┌──

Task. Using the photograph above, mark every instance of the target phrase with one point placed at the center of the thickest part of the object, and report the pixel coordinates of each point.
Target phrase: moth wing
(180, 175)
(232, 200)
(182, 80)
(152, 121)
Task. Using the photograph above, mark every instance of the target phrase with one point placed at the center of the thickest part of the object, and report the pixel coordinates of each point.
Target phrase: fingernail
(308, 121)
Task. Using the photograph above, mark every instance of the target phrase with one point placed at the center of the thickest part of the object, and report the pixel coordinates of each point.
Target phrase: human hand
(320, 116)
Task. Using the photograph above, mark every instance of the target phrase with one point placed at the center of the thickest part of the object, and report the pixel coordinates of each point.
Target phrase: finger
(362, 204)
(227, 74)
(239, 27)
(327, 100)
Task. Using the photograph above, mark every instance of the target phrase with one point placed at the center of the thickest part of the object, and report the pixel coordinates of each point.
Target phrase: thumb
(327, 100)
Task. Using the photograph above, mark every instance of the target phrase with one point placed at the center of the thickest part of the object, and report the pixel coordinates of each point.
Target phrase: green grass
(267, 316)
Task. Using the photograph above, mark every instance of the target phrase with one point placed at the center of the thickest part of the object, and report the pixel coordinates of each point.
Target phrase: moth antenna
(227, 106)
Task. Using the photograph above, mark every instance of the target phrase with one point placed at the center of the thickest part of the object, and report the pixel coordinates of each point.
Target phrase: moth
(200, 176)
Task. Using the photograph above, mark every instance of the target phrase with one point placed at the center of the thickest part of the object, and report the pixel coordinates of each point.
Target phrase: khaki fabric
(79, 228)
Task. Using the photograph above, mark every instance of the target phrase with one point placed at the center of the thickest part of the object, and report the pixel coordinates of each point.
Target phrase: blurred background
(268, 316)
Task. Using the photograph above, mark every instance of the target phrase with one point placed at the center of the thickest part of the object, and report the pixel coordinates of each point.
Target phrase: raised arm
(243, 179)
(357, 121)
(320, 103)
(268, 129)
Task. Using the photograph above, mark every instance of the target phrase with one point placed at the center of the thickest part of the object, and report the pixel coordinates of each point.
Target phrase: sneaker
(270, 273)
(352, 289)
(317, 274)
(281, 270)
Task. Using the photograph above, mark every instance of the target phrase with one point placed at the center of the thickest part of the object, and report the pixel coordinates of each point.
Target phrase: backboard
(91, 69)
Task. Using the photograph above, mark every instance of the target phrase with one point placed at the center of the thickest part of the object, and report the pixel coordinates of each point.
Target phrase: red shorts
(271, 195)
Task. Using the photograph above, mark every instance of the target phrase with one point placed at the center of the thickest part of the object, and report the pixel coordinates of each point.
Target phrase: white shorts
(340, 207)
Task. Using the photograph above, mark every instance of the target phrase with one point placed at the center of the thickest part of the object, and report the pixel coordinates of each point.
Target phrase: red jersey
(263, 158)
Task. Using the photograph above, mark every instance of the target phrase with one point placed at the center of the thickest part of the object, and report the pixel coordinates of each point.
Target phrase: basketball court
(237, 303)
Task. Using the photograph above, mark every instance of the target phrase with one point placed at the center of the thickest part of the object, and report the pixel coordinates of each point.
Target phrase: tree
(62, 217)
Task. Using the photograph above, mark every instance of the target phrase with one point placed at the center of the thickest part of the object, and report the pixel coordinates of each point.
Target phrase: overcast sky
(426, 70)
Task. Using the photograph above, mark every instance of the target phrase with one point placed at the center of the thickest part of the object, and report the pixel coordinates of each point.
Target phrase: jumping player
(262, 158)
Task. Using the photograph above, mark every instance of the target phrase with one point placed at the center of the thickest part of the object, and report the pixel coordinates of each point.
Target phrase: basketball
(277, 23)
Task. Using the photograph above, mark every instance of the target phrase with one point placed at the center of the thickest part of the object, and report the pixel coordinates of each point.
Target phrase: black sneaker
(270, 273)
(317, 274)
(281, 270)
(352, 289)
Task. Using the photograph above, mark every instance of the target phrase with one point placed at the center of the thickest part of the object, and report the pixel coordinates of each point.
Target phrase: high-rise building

└──

Nothing but the lines from the one containing "Target phrase: jumping player" through the last line of the listing should be output, each exactly as written.

* Answer space *
Target phrase: jumping player
(262, 158)
Task. Using the photograph above, mark every instance of the target phrase with one point placed at the center of the thickest part of the object, and report the pixel coordinates of each point.
Target phrase: basketball
(277, 23)
Task. Using the photograph above, mark every instance of the target phrase with one point placed at the center of the thickest part of the object, and report the pixel coordinates of each point.
Target phrase: black sneaker
(270, 273)
(317, 274)
(281, 270)
(352, 289)
Task. Using the photograph above, mark every instance of the target phrase with one point placed at the center of the thickest part of the object, and report the pixel coordinates of each point.
Target phrase: high-rise building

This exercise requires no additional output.